- _Task goal_
Repeat exactly each line of the data provided below.

- _Raw data_
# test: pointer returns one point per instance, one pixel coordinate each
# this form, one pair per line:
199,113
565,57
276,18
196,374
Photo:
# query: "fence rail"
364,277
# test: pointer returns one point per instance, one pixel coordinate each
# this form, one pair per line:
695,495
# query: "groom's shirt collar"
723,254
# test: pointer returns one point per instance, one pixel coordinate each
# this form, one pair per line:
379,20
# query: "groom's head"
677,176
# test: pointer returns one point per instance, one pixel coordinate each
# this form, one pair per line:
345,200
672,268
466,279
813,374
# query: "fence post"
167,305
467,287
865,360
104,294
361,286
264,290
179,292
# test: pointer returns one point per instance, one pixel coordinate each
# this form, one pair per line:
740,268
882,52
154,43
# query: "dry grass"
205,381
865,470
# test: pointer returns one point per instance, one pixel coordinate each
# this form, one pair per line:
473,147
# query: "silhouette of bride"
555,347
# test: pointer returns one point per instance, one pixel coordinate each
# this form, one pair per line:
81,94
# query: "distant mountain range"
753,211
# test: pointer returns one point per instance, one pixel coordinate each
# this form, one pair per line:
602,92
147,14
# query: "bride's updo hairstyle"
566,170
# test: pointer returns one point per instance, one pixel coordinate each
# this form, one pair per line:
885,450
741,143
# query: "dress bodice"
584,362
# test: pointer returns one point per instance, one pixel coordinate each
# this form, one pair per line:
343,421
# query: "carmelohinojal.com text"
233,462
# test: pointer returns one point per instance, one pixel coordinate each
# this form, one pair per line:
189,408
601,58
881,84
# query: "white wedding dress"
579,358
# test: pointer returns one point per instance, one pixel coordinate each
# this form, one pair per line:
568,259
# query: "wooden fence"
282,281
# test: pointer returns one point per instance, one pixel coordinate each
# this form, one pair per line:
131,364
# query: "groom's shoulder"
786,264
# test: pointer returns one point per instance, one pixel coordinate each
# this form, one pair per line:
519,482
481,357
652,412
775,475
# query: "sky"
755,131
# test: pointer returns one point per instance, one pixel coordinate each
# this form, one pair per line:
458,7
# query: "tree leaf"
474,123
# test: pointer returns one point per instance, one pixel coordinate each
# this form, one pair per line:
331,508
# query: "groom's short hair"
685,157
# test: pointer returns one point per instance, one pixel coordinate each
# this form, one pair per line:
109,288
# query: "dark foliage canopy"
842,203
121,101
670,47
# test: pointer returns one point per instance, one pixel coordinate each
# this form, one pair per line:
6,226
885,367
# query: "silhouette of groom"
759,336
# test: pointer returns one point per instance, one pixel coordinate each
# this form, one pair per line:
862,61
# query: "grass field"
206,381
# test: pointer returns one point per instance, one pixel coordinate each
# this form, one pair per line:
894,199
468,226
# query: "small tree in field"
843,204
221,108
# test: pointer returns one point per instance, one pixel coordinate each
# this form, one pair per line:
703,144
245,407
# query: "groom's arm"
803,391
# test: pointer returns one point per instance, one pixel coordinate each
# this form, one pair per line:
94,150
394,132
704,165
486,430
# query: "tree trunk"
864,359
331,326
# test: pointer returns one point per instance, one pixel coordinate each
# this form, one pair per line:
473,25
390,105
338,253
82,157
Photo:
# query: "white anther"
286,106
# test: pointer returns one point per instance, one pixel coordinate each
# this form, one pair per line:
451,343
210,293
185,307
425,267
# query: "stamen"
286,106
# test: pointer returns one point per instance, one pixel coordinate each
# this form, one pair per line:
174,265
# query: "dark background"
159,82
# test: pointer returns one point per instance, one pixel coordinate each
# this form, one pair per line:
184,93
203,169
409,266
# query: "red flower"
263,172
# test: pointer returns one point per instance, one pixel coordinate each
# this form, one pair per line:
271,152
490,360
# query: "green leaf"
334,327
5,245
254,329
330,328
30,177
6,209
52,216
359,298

- _Solution_
# test: pointer returns one point per instance, one pixel coordinate each
# this form, one pair per line:
199,113
565,57
276,18
196,374
Photo:
# query: "fence rail"
364,277
# test: pointer returns one point per instance, one pixel coordinate each
# this form, one pair per line:
695,495
# query: "groom's shirt collar"
723,254
# test: pointer returns one point per instance, one pixel coordinate each
# this form, one pair per line:
379,20
# query: "groom's head"
677,176
# test: pointer returns one point per instance, one pixel coordinate each
# this form, one pair per line:
345,200
672,268
466,279
813,374
# query: "fence post"
167,305
467,287
865,360
104,294
361,286
264,290
179,292
# test: pointer returns one point per instance, one pixel coordinate each
# this form, one pair per line:
740,268
882,52
154,43
# query: "dry grass"
205,381
865,470
# test: pointer returns one point per instance, one pixel coordinate each
# this form, one pair per line:
473,147
# query: "silhouette of bride"
555,347
# test: pointer returns one point per instance, one pixel coordinate each
# this form, one pair per line:
81,94
# query: "distant mountain range"
753,211
# test: pointer returns one point per instance, one pixel coordinate each
# this form, one pair per line:
602,92
147,14
# query: "bride's updo hairstyle"
566,170
# test: pointer returns one point per instance, one pixel coordinate each
# this form, one pair per line:
885,450
741,143
# query: "dress bodice"
584,362
# test: pointer returns one point per instance, one pixel coordinate each
# this form, one pair per line:
343,421
# query: "carmelohinojal.com text"
233,462
# test: pointer returns one point per instance, one pixel coordinate each
# this form, one pair per line:
189,408
601,58
881,84
# query: "white wedding dress"
579,358
# test: pointer returns one point per instance, one pixel coordinate each
# this form, one pair per line:
568,259
# query: "wooden fence"
282,281
# test: pointer returns one point per instance, one pixel coordinate each
# this form, one pair per line:
131,364
# query: "groom's shoulder"
786,264
# test: pointer returns one point per instance, one pixel coordinate each
# this form, one pair per line:
519,482
481,357
652,412
775,475
# query: "sky"
755,131
# test: pointer returns one point per instance, one pixel coordinate each
# this form, one pair per line:
458,7
# query: "tree leaf"
474,123
# test: pointer returns one point per instance, one pixel coordinate each
# this form, one pair per line:
331,508
# query: "groom's short hair"
685,157
# test: pointer returns one point per instance, one pixel coordinate each
# this form, one pair per line:
109,288
# query: "dark foliage canopy"
842,203
121,101
670,47
# test: pointer returns one point per instance, one pixel coordinate each
# this form, one pair per line:
6,226
885,367
# query: "silhouette of groom"
759,336
# test: pointer returns one point per instance, one pixel coordinate each
# this form, one pair per line:
862,61
# query: "grass field"
206,381
# test: pointer returns one point per instance, one pixel coordinate each
# this form, one pair per line:
894,199
468,226
# query: "small tree in field"
843,204
221,108
# test: pointer returns one point per instance, one pixel coordinate each
# this form, one pair per line:
703,144
245,407
# query: "groom's arm"
803,391
# test: pointer returns one point per instance, one pixel coordinate each
# this form, one pair per line:
94,150
394,132
704,165
486,430
# query: "tree trunk"
864,359
331,326
# test: pointer returns one point per instance, one pixel coordinate each
# this form, one pair per line:
473,25
390,105
338,253
82,157
Photo:
# query: "white anther"
286,106
# test: pointer returns one point per instance, one pixel coordinate each
# this form, one pair per line:
451,343
210,293
185,307
425,267
# query: "stamen"
286,106
# test: pointer returns one point per instance, one pixel coordinate each
# this form, one pair per line:
174,265
# query: "dark background"
159,82
# test: pointer returns one point per instance, one pixel coordinate each
# this form, one pair per line:
184,93
203,169
409,266
# query: "red flower"
263,172
# test: pointer returns one point per instance, one pixel coordinate each
# this form, one pair per line:
271,152
490,360
# query: "green leaf"
334,327
5,245
254,329
330,328
30,177
6,209
52,216
359,298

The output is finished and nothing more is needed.